Exercise A: From the Ceph placement-group thread, reproduce the passage that begins at the words "Closed wanghui-devops closed" and stops after "to be enabled.".
Exercise B: In one to three sentences, explain why, according to the Ceph placement-group thread, the pool was storing data on only three OSDs.

Given text:
Closed wanghui-devops closed 4 months ago
The PG count is very low. Try increasing the number of PGs in the pools and check if the autoscaler needs to be enabled.
Yes, the root cause is that pg num and pgp num have values of 1, resulting in only storing data to 3 osds. But what I don't understand is that this pool has PG Autoscale turned on all the time. When does it not take effect? I fixed this problem by manually setting pg num and pgp num and turning on balance;
ceph osd pool set mypool pg_num 128
ceph osd pool set mypool pgp_num 128
ceph balancer mode upmap
ceph balancer on
I have observed this pg_num/pgb_num 1
but initially it is assigned 1
but later it changed to at least 32
.
Can you verify this?

Given material:

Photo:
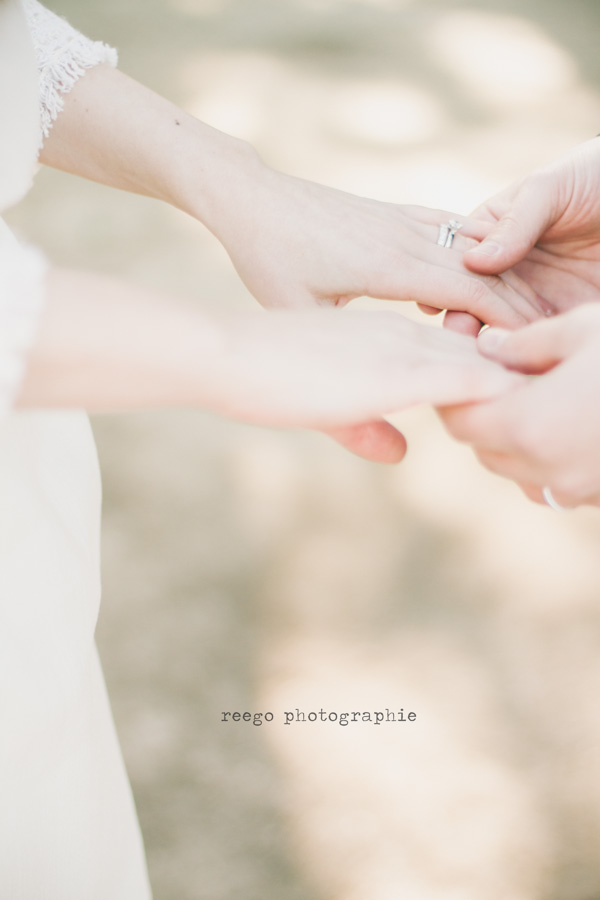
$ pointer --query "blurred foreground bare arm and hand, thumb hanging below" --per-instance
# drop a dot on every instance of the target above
(104, 345)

Exercise answer A:
Closed wanghui-devops closed 4 months ago
The PG count is very low. Try increasing the number of PGs in the pools and check if the autoscaler needs to be enabled.

Exercise answer B: The pool's pg num and pgp num were both set to 1. As a result, its data was stored on only 3 OSDs.